■ WHAT IS BEING ASKED
Copy each line of the data beneath in which the word "shoe" appears.

■ DATA SECTION
+---+

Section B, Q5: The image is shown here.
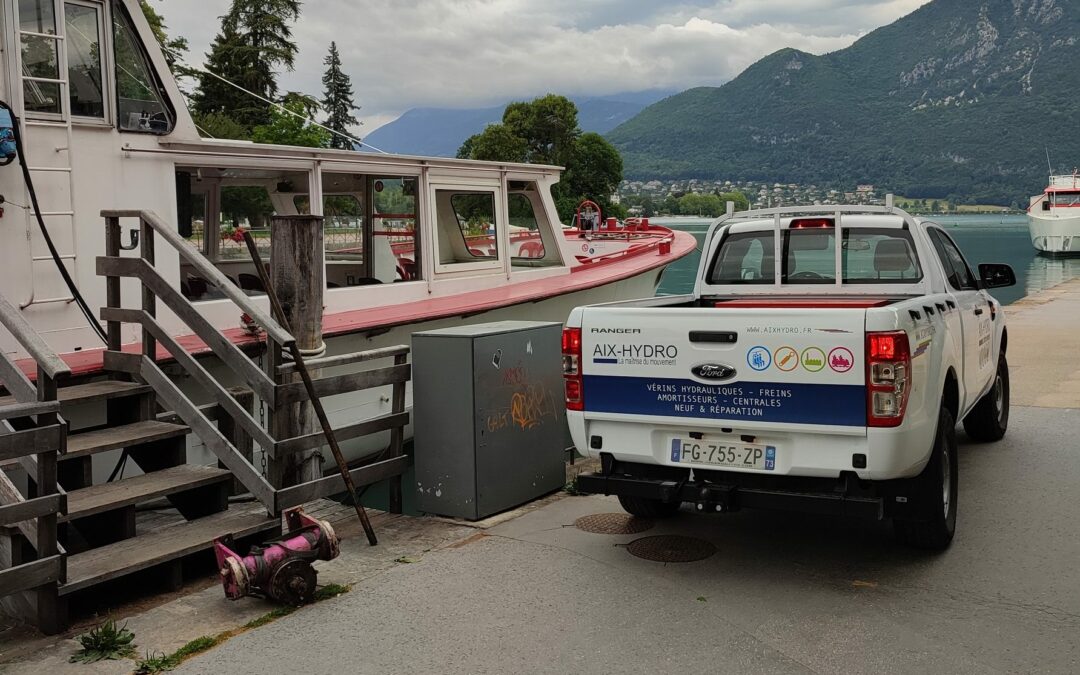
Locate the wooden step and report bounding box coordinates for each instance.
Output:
[62,421,189,461]
[61,465,232,522]
[59,503,278,596]
[0,380,151,408]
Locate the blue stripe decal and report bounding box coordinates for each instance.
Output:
[592,358,618,364]
[583,375,866,427]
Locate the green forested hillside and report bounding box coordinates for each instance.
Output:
[608,0,1080,205]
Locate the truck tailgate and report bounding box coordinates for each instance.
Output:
[580,307,868,431]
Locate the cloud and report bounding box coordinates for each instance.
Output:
[153,0,930,130]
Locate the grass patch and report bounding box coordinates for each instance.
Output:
[135,636,221,674]
[69,619,137,664]
[132,584,353,672]
[243,606,296,629]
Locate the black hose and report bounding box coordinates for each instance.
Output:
[0,100,107,343]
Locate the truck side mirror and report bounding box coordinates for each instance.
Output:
[979,263,1016,289]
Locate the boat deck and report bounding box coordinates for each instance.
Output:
[14,230,697,379]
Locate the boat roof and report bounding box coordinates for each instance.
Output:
[157,138,565,175]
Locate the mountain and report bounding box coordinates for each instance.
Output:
[363,90,675,158]
[607,0,1080,205]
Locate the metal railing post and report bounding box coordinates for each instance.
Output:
[140,217,157,359]
[104,217,122,352]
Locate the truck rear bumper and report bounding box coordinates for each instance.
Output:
[575,472,885,520]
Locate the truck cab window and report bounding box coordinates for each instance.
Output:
[929,228,977,290]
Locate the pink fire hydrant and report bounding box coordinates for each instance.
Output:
[214,507,340,606]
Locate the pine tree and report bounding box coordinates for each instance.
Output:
[193,0,302,130]
[321,42,359,150]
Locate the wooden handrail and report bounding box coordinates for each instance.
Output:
[101,209,294,347]
[0,292,70,381]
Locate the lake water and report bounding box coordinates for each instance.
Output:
[654,214,1080,305]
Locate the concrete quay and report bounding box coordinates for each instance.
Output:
[2,280,1079,674]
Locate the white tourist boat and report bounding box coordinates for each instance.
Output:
[1028,173,1080,254]
[0,0,695,470]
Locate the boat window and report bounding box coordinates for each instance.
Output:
[65,1,105,118]
[112,0,174,133]
[451,193,499,259]
[1052,191,1080,207]
[509,193,546,261]
[19,0,63,115]
[371,177,419,282]
[177,168,310,301]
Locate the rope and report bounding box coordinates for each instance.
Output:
[159,46,389,154]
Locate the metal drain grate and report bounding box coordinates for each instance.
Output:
[574,513,655,535]
[626,535,717,563]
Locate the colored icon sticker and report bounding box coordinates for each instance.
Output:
[828,347,854,373]
[801,347,826,372]
[774,346,799,372]
[747,346,772,372]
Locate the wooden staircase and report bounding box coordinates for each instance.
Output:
[3,209,411,633]
[1,373,280,629]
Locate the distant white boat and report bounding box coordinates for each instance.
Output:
[1029,173,1080,254]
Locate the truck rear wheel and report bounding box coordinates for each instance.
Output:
[962,353,1010,442]
[618,495,681,519]
[894,406,958,551]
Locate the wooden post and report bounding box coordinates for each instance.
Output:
[268,215,324,488]
[388,352,407,514]
[140,218,157,359]
[219,387,255,495]
[34,369,63,634]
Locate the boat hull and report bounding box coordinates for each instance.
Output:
[1029,212,1080,254]
[181,267,665,473]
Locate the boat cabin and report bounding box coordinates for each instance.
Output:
[0,0,581,358]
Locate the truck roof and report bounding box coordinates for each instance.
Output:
[726,214,910,234]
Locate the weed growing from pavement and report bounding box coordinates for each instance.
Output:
[564,476,583,495]
[135,636,220,673]
[69,618,137,663]
[131,584,352,672]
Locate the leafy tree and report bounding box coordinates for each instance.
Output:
[252,100,331,148]
[457,95,622,221]
[138,1,190,80]
[193,111,250,140]
[321,42,360,150]
[640,195,655,217]
[193,0,302,130]
[458,124,527,162]
[503,94,579,166]
[558,132,624,218]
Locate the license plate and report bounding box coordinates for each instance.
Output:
[670,438,775,471]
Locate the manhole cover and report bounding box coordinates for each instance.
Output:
[574,513,655,535]
[626,535,716,563]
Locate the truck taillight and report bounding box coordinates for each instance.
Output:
[866,331,911,427]
[562,327,584,411]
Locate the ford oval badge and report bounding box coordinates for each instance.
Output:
[692,363,736,381]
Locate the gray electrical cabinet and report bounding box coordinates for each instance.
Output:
[413,321,567,520]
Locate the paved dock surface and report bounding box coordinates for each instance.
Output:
[6,281,1080,674]
[173,405,1080,675]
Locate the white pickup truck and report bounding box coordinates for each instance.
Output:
[565,203,1016,549]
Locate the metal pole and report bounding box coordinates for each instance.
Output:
[241,232,378,546]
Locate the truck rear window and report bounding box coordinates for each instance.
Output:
[708,228,922,285]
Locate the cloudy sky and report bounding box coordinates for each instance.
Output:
[153,0,931,133]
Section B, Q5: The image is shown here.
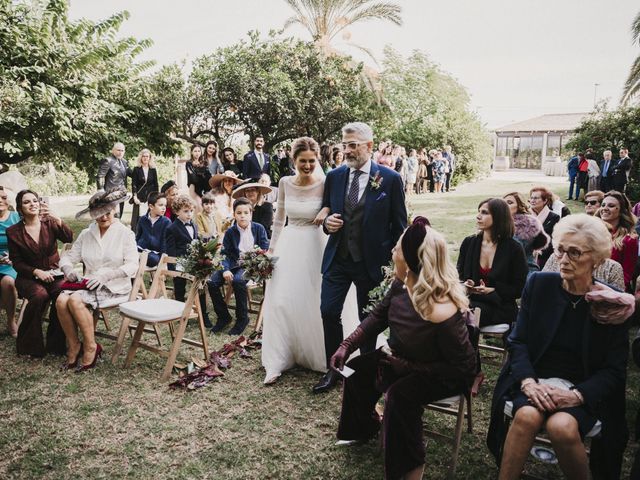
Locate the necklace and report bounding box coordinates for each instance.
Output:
[569,296,584,309]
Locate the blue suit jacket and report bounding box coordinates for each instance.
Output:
[136,213,171,253]
[321,161,407,282]
[567,156,579,176]
[221,222,270,271]
[164,219,199,258]
[242,151,271,180]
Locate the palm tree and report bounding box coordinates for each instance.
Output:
[621,10,640,105]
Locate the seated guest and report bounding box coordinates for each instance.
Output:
[57,188,138,371]
[584,190,604,215]
[457,198,528,327]
[135,192,171,267]
[232,180,274,238]
[164,195,211,328]
[331,218,476,480]
[0,187,21,337]
[209,171,242,221]
[196,192,223,240]
[160,180,180,222]
[503,192,548,273]
[543,255,625,291]
[487,214,631,480]
[259,173,278,204]
[596,190,638,291]
[208,198,269,335]
[7,190,73,357]
[529,186,561,268]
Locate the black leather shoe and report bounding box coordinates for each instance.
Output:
[210,319,231,333]
[312,370,340,394]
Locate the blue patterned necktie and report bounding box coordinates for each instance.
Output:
[348,170,363,208]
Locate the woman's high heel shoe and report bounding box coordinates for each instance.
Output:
[60,343,83,371]
[75,343,102,373]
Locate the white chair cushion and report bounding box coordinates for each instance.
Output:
[431,395,462,407]
[480,324,510,334]
[504,400,602,437]
[119,298,185,322]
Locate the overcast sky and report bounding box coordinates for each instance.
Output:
[69,0,639,129]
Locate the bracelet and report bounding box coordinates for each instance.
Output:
[570,387,584,404]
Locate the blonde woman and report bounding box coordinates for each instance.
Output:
[130,148,158,232]
[331,218,476,480]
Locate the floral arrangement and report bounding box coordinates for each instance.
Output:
[369,172,383,190]
[363,261,395,313]
[177,237,224,280]
[239,246,278,283]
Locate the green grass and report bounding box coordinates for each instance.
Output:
[0,178,637,479]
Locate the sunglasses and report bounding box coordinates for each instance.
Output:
[585,200,600,206]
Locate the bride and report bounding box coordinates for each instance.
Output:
[261,137,360,384]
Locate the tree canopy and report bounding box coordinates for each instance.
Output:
[621,9,640,105]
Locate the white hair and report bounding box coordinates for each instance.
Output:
[113,142,125,150]
[603,150,612,157]
[342,122,373,142]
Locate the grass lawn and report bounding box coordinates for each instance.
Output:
[0,174,637,479]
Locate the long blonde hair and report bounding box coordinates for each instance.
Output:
[409,228,469,318]
[136,148,156,168]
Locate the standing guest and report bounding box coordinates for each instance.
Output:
[596,190,638,291]
[195,192,223,240]
[8,190,73,357]
[487,214,631,480]
[231,181,274,238]
[208,198,270,335]
[130,148,159,233]
[209,171,242,221]
[57,188,137,371]
[426,149,436,193]
[242,135,271,180]
[332,149,344,169]
[97,142,130,218]
[160,180,179,222]
[277,146,295,178]
[372,141,387,164]
[586,152,601,193]
[204,140,224,176]
[600,150,614,193]
[320,144,333,174]
[566,154,579,200]
[405,149,418,195]
[416,151,428,194]
[529,186,561,268]
[503,192,548,273]
[613,148,632,193]
[332,220,476,480]
[457,198,528,327]
[443,145,456,193]
[0,187,20,337]
[575,153,589,201]
[432,150,447,193]
[221,147,242,178]
[377,143,396,169]
[551,194,571,218]
[185,144,212,212]
[584,190,604,215]
[136,192,171,268]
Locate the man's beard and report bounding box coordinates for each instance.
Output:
[345,155,366,169]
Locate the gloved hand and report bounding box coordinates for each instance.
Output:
[329,326,367,373]
[61,265,79,283]
[86,269,124,290]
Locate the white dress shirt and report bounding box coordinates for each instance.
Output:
[347,158,372,202]
[238,224,255,253]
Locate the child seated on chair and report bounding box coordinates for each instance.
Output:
[196,192,223,240]
[164,195,212,328]
[136,192,171,267]
[208,197,269,335]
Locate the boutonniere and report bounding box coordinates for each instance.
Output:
[369,172,383,190]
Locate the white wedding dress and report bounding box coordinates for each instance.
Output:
[261,176,361,383]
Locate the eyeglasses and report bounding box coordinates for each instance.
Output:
[341,141,368,150]
[529,196,541,201]
[585,200,600,206]
[554,245,590,261]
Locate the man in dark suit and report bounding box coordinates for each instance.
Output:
[612,147,632,193]
[314,122,407,393]
[97,142,130,217]
[599,149,614,193]
[242,136,271,181]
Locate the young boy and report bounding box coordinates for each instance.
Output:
[164,195,212,327]
[209,197,269,335]
[196,192,223,240]
[135,192,171,267]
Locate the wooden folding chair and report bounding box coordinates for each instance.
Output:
[112,254,209,381]
[224,279,266,332]
[478,321,510,366]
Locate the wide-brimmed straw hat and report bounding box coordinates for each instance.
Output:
[209,171,242,189]
[76,188,130,220]
[231,181,273,199]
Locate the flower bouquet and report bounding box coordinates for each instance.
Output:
[363,261,395,313]
[239,246,278,283]
[177,237,224,280]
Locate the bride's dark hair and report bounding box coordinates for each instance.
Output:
[291,137,319,160]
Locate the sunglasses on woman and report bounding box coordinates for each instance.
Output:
[585,200,600,206]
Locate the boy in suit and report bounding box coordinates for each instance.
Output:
[164,195,212,327]
[208,197,270,335]
[136,192,171,267]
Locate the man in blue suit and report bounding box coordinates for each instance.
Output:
[566,155,579,200]
[242,135,271,180]
[313,122,407,393]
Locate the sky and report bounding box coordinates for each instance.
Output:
[68,0,639,129]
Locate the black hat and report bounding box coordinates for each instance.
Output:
[161,180,177,194]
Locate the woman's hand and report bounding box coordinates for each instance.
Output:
[0,253,11,265]
[329,344,350,372]
[223,271,234,284]
[313,207,330,226]
[547,387,583,409]
[39,202,62,225]
[61,265,79,283]
[468,280,495,295]
[133,196,141,205]
[34,269,54,283]
[521,380,557,412]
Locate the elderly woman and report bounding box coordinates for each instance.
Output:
[503,192,548,273]
[57,189,138,371]
[0,187,21,337]
[231,180,274,237]
[584,190,604,216]
[457,198,528,327]
[331,218,476,480]
[487,214,631,480]
[130,148,159,233]
[7,190,74,357]
[529,186,561,268]
[596,190,638,292]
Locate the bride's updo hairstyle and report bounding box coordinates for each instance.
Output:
[291,137,320,160]
[401,217,469,318]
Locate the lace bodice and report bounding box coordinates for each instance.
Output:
[270,176,325,249]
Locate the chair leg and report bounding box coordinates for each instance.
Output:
[466,393,473,433]
[124,321,146,368]
[162,318,188,381]
[194,296,209,360]
[254,283,265,332]
[152,325,163,347]
[112,315,132,364]
[447,396,466,480]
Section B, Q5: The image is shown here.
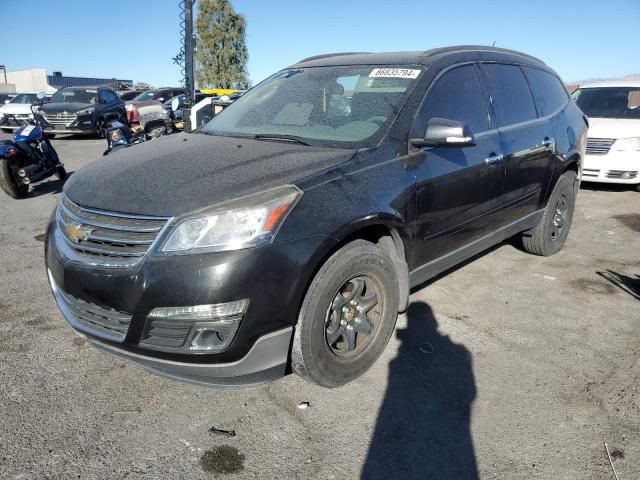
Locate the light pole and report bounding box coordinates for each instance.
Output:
[0,65,7,85]
[183,1,196,132]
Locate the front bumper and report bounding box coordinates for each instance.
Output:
[582,152,640,184]
[45,218,332,387]
[41,125,95,135]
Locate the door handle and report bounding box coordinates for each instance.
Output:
[542,137,554,148]
[485,153,504,166]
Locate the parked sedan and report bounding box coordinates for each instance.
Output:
[0,92,44,132]
[38,87,126,137]
[126,88,184,124]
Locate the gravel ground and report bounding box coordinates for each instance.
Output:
[0,132,638,480]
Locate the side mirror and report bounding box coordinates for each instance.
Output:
[36,91,46,100]
[411,117,475,148]
[171,97,180,112]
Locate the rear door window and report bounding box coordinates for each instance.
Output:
[522,67,569,116]
[480,63,538,127]
[419,65,490,134]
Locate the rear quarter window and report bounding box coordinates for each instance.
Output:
[523,67,569,116]
[480,63,538,127]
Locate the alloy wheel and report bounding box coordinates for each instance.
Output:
[325,275,383,358]
[551,194,569,241]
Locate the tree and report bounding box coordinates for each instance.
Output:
[195,0,248,89]
[134,81,152,90]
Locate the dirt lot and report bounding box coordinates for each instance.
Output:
[0,132,638,479]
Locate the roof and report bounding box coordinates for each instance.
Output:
[291,46,547,69]
[578,79,640,89]
[47,74,132,89]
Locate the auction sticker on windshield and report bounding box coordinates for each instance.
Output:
[369,68,421,79]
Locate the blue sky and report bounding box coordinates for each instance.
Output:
[1,0,638,87]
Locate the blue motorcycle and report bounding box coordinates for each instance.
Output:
[0,93,66,198]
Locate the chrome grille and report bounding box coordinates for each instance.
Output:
[42,112,77,127]
[48,271,132,342]
[582,168,600,178]
[586,137,615,155]
[56,196,171,267]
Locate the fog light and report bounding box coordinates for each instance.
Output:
[146,299,248,353]
[622,171,632,179]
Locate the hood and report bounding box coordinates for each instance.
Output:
[0,103,33,115]
[64,132,356,216]
[41,102,92,114]
[587,117,640,139]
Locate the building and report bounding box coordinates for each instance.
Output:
[0,68,132,93]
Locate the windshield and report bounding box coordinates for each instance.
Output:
[133,91,164,101]
[572,87,640,119]
[9,93,38,104]
[200,65,423,148]
[50,88,98,104]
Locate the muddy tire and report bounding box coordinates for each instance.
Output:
[522,171,578,256]
[291,240,399,388]
[0,160,29,199]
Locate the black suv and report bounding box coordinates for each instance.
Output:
[45,46,587,388]
[39,86,126,137]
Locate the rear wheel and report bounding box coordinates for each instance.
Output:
[521,171,577,256]
[1,128,12,134]
[45,133,56,139]
[292,240,399,388]
[0,160,29,199]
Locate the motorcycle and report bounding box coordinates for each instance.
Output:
[103,120,145,156]
[0,92,66,198]
[103,97,180,156]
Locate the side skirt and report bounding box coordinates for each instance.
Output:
[409,209,544,288]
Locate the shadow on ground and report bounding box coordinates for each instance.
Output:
[28,172,73,198]
[362,301,478,480]
[598,270,640,301]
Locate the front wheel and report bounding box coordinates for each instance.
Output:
[55,165,67,181]
[0,160,29,199]
[291,240,399,388]
[1,128,12,134]
[521,171,577,256]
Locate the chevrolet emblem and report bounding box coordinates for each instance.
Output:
[64,223,93,243]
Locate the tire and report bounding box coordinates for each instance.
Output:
[521,171,577,256]
[292,240,399,388]
[0,160,29,199]
[45,133,56,139]
[55,165,67,181]
[1,128,12,134]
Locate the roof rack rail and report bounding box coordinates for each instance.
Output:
[296,52,371,63]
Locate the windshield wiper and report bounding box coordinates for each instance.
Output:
[253,134,313,146]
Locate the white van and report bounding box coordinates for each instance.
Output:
[572,80,640,187]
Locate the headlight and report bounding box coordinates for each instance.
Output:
[76,107,95,116]
[612,137,640,152]
[160,185,302,253]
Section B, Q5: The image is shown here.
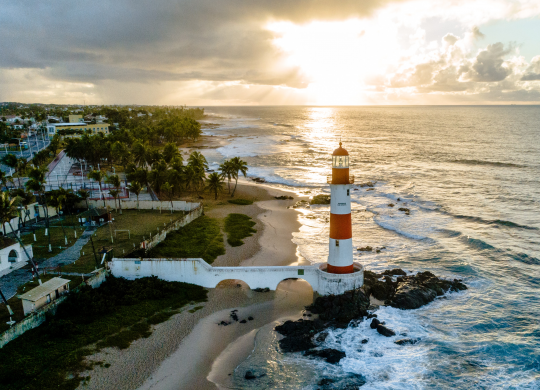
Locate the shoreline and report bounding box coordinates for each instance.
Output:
[79,181,312,390]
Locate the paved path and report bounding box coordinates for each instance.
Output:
[0,229,93,299]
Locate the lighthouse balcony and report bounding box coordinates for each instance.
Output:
[327,175,355,184]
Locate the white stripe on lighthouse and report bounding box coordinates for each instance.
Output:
[328,238,354,267]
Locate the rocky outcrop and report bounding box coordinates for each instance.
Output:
[363,269,467,310]
[307,289,371,325]
[304,348,346,364]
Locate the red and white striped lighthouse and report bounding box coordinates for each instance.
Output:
[327,142,354,274]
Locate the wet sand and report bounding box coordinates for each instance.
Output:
[79,182,312,390]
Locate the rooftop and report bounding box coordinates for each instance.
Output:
[18,277,70,302]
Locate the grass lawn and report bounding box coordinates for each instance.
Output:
[61,210,186,274]
[21,218,86,260]
[224,213,256,247]
[146,215,225,264]
[0,276,207,390]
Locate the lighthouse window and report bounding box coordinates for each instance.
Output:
[347,189,350,196]
[335,240,340,247]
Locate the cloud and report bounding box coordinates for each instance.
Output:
[521,56,540,81]
[464,42,512,82]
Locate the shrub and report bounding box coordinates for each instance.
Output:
[227,199,253,205]
[224,213,256,247]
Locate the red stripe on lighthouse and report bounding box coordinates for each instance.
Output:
[329,213,352,239]
[327,264,354,274]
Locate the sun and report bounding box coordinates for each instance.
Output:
[267,18,401,105]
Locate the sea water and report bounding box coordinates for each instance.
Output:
[200,106,540,389]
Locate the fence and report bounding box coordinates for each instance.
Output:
[0,268,110,348]
[78,199,200,212]
[141,204,204,251]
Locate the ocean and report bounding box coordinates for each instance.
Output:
[200,106,540,389]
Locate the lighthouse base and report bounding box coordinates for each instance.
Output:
[326,264,355,274]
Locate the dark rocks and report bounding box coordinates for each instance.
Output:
[218,321,230,326]
[244,371,256,380]
[248,316,254,321]
[357,246,373,252]
[317,374,367,389]
[230,311,239,322]
[376,325,396,337]
[315,331,328,343]
[253,287,270,292]
[275,195,294,200]
[394,338,419,345]
[398,207,410,215]
[388,203,395,207]
[382,268,407,276]
[388,271,467,310]
[310,194,331,205]
[307,289,370,324]
[304,348,346,364]
[359,181,375,187]
[370,318,381,329]
[363,270,467,310]
[361,339,369,344]
[239,319,247,323]
[251,177,266,183]
[275,319,324,352]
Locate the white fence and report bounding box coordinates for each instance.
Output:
[77,199,200,212]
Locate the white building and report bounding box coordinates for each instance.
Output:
[0,241,33,276]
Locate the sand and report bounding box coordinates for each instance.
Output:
[79,182,313,390]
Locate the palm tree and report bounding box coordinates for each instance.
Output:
[132,142,147,167]
[106,174,122,214]
[127,181,143,210]
[219,160,234,194]
[188,151,208,171]
[25,167,51,252]
[1,154,18,187]
[88,170,106,207]
[10,188,35,228]
[206,172,224,200]
[230,157,248,197]
[77,188,91,210]
[160,182,174,213]
[0,170,13,190]
[16,158,29,185]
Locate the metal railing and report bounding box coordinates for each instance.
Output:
[326,175,355,184]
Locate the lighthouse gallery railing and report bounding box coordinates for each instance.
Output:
[327,175,355,184]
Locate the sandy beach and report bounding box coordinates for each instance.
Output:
[79,181,313,390]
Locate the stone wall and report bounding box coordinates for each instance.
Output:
[0,268,110,349]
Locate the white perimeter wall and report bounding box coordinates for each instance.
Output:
[78,200,200,212]
[110,258,364,296]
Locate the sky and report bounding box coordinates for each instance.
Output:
[1,0,540,105]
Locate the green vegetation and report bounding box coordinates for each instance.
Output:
[227,198,253,205]
[224,213,256,247]
[146,215,224,264]
[21,221,85,259]
[0,276,207,390]
[62,210,185,274]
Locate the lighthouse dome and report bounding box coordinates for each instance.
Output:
[332,141,349,156]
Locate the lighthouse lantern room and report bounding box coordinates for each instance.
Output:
[327,142,355,274]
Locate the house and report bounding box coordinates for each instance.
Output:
[46,121,110,138]
[19,277,70,315]
[0,241,33,275]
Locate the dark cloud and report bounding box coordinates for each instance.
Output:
[465,42,512,82]
[0,0,401,89]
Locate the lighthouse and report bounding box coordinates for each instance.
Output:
[327,142,354,274]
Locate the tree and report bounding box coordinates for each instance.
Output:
[132,141,147,167]
[10,188,35,228]
[0,170,13,191]
[219,160,234,194]
[127,181,143,210]
[163,143,179,164]
[160,182,174,213]
[77,188,91,210]
[105,174,122,214]
[25,167,52,251]
[206,172,224,200]
[49,134,61,156]
[88,170,106,207]
[229,157,248,197]
[1,154,18,187]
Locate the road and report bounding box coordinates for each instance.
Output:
[0,133,51,173]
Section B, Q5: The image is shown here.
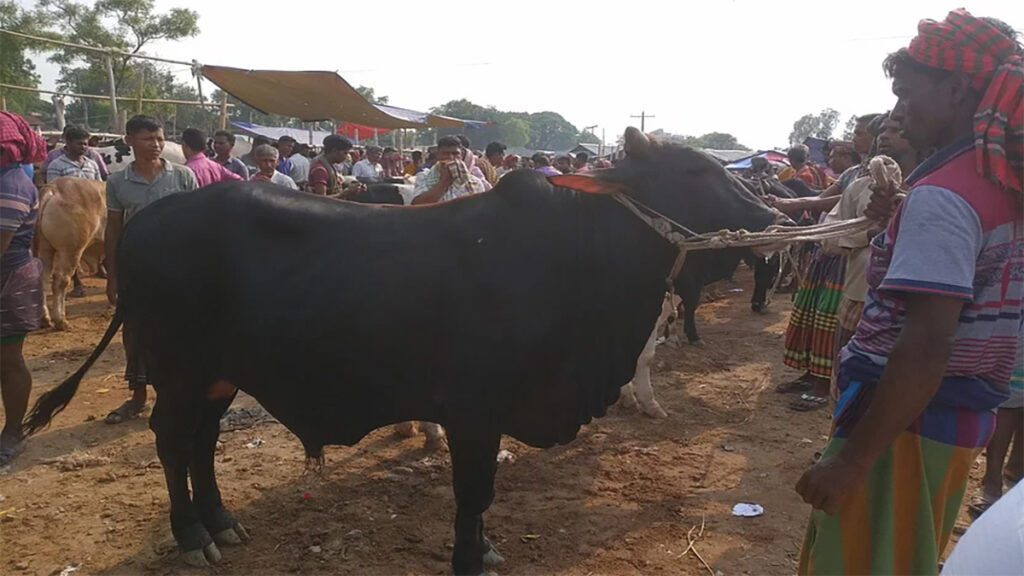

+---+

■ RESPONSE
Locate the black leather shoe and report bounding box coordinates for each instance.
Locate the woman's high heel shoe and report bounding box coordinates for each instance.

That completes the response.